→ Object position labeling entries:
▽

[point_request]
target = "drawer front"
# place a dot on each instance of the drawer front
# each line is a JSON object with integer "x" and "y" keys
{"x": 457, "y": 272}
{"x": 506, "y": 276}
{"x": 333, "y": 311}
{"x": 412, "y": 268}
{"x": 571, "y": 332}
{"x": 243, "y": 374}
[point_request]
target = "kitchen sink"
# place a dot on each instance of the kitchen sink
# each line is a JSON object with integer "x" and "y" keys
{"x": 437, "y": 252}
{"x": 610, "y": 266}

△

→ Written request: Copy every line of the rows above that contains the word "instance". Treat uppercase and lowercase letters as different.

→ The solution:
# place a dot on each instance of the drawer front
# place a dot on each instance of the kitchen sink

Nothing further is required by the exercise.